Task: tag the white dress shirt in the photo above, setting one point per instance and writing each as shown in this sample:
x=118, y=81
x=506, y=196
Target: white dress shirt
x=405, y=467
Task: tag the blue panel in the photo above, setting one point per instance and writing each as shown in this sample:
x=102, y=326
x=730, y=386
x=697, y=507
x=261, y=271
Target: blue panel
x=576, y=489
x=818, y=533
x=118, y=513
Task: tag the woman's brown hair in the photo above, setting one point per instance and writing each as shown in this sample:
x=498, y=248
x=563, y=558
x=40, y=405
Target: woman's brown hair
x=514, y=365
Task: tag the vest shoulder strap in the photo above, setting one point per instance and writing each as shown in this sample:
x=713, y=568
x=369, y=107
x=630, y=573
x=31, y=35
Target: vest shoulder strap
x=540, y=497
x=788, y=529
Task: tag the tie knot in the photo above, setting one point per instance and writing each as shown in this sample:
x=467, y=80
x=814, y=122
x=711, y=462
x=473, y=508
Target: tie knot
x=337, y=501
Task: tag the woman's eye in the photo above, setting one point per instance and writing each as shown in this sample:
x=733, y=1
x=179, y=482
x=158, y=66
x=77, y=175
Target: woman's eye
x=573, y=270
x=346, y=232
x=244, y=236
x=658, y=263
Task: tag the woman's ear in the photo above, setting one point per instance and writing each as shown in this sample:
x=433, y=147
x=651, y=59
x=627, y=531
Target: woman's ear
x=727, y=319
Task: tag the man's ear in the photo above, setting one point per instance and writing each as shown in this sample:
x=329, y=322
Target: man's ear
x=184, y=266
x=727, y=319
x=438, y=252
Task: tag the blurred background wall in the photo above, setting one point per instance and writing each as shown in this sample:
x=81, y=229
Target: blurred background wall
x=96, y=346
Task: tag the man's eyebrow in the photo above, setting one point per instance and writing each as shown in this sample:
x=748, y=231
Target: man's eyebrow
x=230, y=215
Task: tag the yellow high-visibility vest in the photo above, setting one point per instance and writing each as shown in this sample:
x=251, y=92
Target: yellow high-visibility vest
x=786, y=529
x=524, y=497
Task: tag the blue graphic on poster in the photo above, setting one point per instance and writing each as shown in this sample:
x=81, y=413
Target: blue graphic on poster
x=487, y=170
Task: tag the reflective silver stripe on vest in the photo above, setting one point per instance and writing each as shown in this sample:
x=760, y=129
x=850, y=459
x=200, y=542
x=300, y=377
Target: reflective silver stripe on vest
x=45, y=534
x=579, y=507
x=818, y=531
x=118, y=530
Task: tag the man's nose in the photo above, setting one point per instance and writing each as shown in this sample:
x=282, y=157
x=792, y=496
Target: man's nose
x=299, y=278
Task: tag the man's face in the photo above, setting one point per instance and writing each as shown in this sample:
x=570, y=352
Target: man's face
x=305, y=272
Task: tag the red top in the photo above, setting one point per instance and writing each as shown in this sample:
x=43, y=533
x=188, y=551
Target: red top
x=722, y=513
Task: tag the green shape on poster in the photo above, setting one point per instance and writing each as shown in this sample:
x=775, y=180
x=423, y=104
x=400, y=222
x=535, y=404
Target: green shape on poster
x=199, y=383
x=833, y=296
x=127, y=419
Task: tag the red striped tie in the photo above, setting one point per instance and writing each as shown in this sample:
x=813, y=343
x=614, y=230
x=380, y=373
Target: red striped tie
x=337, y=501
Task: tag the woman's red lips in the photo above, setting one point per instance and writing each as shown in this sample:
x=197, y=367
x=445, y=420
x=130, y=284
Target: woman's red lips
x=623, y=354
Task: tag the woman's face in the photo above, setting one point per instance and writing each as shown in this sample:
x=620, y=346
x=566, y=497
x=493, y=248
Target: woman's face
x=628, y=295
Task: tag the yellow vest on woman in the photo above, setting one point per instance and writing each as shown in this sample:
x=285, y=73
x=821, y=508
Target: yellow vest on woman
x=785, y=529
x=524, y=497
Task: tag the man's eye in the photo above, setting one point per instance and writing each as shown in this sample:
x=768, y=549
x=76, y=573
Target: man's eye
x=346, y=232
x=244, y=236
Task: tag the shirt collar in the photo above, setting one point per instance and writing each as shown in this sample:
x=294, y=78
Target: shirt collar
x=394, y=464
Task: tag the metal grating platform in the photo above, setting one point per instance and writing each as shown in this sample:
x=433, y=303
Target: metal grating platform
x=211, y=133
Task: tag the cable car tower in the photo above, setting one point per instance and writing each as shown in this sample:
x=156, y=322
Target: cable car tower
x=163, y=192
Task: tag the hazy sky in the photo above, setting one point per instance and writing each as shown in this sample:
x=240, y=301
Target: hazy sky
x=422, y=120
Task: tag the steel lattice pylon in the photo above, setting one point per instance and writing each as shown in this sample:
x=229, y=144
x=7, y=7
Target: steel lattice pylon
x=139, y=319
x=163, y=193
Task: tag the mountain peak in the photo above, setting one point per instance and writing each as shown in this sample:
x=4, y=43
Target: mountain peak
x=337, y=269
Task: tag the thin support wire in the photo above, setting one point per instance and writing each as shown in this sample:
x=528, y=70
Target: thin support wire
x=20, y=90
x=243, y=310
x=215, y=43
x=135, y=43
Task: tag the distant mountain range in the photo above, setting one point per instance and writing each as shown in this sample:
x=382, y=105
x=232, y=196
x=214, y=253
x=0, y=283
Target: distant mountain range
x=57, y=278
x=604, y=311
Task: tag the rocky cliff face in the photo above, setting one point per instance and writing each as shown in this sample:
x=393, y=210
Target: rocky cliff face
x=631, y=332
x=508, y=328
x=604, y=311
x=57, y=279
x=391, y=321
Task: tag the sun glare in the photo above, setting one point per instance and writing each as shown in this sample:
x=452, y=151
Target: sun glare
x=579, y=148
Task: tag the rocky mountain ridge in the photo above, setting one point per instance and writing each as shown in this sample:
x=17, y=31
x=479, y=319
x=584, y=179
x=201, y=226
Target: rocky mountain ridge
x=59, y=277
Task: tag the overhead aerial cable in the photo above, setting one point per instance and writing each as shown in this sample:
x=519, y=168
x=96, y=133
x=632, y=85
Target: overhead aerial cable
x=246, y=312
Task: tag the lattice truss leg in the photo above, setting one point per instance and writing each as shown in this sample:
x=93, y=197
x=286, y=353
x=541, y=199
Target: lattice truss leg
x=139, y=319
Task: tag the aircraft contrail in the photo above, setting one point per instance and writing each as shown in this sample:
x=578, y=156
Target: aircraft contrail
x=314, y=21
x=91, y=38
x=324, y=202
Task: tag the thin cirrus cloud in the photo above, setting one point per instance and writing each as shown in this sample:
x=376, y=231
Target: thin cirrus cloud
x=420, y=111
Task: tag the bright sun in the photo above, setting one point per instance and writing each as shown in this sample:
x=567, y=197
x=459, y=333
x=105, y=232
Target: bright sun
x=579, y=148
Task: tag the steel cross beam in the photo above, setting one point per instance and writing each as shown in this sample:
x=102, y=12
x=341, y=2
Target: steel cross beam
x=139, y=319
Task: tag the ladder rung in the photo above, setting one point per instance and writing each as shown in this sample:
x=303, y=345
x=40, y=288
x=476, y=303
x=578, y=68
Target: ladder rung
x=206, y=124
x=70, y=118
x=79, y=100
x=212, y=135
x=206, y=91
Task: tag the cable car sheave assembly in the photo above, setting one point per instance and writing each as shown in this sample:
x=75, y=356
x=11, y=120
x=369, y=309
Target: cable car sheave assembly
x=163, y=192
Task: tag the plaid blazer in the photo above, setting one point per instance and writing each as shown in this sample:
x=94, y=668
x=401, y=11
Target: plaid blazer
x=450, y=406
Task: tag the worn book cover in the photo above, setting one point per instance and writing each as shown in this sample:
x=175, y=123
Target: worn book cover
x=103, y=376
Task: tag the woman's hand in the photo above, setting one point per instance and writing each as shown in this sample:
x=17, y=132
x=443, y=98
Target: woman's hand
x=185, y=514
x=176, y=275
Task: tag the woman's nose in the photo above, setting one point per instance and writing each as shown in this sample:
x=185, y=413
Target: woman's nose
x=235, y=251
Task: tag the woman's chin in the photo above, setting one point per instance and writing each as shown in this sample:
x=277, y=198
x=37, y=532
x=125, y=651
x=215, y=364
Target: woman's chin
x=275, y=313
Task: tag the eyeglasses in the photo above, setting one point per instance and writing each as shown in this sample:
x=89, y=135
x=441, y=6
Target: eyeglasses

Task prompt: Reproduce the material above word for word, from the line containing "Task: tag the man's eye in" through the line containing "x=337, y=269", with both of those lines included.

Reply:
Task: tag the man's eye in the photo above, setting one point per instance and writing each as shown in this sample:
x=768, y=549
x=76, y=573
Target: man's eye
x=346, y=232
x=244, y=236
Task: tag the shirt collar in the photo above, setting one point per instance and writing each as shown in this sample:
x=294, y=78
Target: shirt collar
x=394, y=464
Task: tag the metal grating platform in the photo above, setting one point per instance and writing each as shown in this sample:
x=433, y=303
Target: metal grating platform
x=211, y=133
Task: tag the cable car tower in the photo above, setting one point per instance and writing each as shown in this sample:
x=156, y=322
Target: cable car tower
x=163, y=192
Task: tag the hazy sky in the photo above, setting one point per instance and writing each as shown in this sample:
x=240, y=301
Target: hazy sky
x=422, y=120
Task: tag the steel lattice pylon in the photo above, setting one point per instance and writing each as shown in this sample:
x=229, y=144
x=7, y=7
Target: steel lattice pylon
x=139, y=319
x=163, y=193
Task: tag the mountain peak in the photo above, setting one point per instance and writing each as shown in this sample:
x=4, y=43
Target: mountain peak
x=337, y=269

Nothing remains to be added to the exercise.